Entries supplied -
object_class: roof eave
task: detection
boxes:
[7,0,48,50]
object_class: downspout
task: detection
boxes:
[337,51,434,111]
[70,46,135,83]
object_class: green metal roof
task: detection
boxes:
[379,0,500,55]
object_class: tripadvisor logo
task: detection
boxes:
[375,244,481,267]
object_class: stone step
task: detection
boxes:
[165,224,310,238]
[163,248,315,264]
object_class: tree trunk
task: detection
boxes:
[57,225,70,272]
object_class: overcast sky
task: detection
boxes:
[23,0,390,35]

Exercise task - Scale the records above by copying out every line again, multiplying each box coordinate by 1.05 and rounding it to a whole number, with halves rounded up. Leave all other lines as they are.

Solution to this exercise -
object_class: roof eave
task: detection
boxes:
[7,0,50,53]
object_class: downspout
task: detection
boxes:
[354,54,456,117]
[74,48,142,87]
object_class: green metal roof
task: detection
boxes:
[398,0,525,58]
object_class: tripadvisor logo
task: detection
boxes:
[394,256,505,280]
object_class: stone step
task: detection
boxes:
[173,235,326,250]
[171,260,331,277]
object_class: tree trunk
task: detection
boxes:
[60,236,74,286]
object_class: overcast sky
task: detection
boxes:
[24,0,410,37]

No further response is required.